Do this:
Please repeat the lines of the records below, starting with the line that contains "One keypoint belongs on each instance. Indicate the knight" and continuing through the end of the records, with both ends included.

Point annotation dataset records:
--------
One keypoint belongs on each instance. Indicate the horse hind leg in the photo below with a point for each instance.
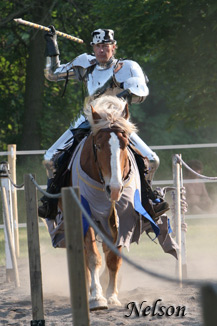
(113, 263)
(94, 261)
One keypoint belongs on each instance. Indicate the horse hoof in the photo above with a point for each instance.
(113, 300)
(98, 304)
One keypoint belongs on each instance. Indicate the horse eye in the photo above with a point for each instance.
(97, 146)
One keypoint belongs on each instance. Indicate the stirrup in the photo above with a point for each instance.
(47, 210)
(160, 208)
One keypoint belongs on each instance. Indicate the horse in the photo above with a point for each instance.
(101, 169)
(104, 167)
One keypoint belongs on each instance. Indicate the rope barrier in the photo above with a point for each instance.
(115, 250)
(5, 172)
(42, 191)
(179, 159)
(108, 242)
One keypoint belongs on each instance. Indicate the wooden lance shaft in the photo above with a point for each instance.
(27, 23)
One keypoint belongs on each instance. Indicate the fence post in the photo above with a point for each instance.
(10, 239)
(183, 232)
(7, 185)
(34, 252)
(75, 255)
(176, 179)
(209, 304)
(12, 166)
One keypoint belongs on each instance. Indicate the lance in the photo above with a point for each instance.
(41, 27)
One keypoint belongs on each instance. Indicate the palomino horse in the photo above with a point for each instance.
(104, 168)
(107, 175)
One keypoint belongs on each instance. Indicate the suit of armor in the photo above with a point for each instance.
(102, 74)
(113, 78)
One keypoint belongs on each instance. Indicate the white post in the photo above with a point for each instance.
(7, 185)
(10, 240)
(176, 170)
(12, 167)
(75, 255)
(183, 231)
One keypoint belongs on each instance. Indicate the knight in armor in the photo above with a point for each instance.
(102, 74)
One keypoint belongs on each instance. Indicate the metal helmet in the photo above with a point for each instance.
(103, 36)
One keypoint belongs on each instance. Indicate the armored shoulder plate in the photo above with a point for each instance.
(84, 60)
(130, 75)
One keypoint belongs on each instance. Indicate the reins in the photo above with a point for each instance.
(94, 146)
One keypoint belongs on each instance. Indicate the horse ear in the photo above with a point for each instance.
(126, 112)
(95, 115)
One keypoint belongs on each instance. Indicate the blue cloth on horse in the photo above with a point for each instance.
(86, 206)
(141, 210)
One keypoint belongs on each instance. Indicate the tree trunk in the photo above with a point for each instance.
(33, 103)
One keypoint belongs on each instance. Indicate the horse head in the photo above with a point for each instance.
(109, 119)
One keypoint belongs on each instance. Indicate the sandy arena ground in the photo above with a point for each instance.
(15, 304)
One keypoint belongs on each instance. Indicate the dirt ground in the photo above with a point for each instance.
(15, 303)
(134, 286)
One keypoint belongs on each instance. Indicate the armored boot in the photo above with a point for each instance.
(152, 201)
(48, 209)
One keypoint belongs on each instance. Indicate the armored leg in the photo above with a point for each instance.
--------
Written reply:
One keypoint belongs on each instance. Indicate the knight in armor in the photo above with a point for each instance.
(102, 74)
One keypoint belongs on each instance. Indicate the metal helmet in the photo above with a point for each instance.
(103, 36)
One keypoint belongs on each instance. Indicate the armored shoulder plate in the photo above with a point for each instance.
(84, 60)
(130, 75)
One keypoint belongs on each instance. Indicate the reins in the photo above with a point for each instance.
(94, 146)
One keypoint belongs on each instance. Indicate the horse ear in the photo above with a point for each instance.
(126, 112)
(95, 115)
One keypoint belongs on each instance. Indicate the blue cloth on horse in the photo above with a point for each instance.
(86, 206)
(141, 210)
One keypoint belongs on each instance. Indicate the tree trunk in the photo above with a point for each instance.
(33, 103)
One keypoint belongs on each instance. Indicate the horse head in the photo above with a point for each instance.
(109, 119)
One keypoint belongs on each instance. Indicate the sandy arena ground in the photo above with a point for each instance.
(15, 304)
One keypoint belongs on each instance. Indicate the dirt ground in the photo above with a point for each instance.
(15, 303)
(134, 286)
One keypoint belongs on each instance. Indicate the armored boot in the photo above with a point for each instance.
(152, 201)
(48, 209)
One keypoint belongs on each instance. Indicate the armored leg in the photo above with a point for each instance.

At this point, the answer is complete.